▶ **Task statement**
Lay out the data from its first line through the line containing "[(501, 450), (574, 412), (731, 514)]" as a Markdown table with the columns n and Line, numbering each row and leaving out blank lines.

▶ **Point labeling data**
====================

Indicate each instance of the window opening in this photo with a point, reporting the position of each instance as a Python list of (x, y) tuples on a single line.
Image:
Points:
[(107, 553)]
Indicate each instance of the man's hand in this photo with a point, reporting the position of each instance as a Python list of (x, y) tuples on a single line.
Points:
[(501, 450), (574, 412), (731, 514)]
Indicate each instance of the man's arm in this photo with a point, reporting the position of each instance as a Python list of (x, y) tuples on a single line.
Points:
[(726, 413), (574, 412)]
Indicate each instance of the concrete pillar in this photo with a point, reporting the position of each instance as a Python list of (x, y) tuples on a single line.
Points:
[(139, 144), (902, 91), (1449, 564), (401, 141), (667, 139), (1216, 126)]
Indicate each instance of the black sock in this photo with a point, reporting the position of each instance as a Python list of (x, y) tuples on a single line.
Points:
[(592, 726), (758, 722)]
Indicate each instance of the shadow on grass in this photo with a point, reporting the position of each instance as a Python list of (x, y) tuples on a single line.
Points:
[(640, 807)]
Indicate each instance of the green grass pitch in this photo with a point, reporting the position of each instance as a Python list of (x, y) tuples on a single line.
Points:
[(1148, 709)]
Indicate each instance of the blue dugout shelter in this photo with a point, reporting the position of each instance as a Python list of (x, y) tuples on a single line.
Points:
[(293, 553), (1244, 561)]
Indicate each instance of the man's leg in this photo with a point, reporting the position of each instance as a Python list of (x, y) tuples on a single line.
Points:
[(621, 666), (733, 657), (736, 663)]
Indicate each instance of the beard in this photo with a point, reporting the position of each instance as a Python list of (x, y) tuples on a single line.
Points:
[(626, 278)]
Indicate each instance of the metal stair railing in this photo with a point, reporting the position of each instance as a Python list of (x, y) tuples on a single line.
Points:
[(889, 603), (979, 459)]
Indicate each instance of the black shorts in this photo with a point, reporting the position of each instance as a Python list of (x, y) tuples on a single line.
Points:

====================

▶ **Written reply**
| n | Line |
|---|---|
| 1 | Indicate each instance of the window opening in this photo with a point, reporting the position of each instance as a Python list of (x, y) tuples on a single line. |
| 2 | Image: |
| 3 | Points: |
| 4 | [(107, 553)] |
| 5 | Indicate each instance of the man's hand in this photo with a point, reporting the position of each instance as a Python list of (x, y) tuples on a single line. |
| 6 | Points: |
| 7 | [(501, 450), (574, 412), (731, 514)] |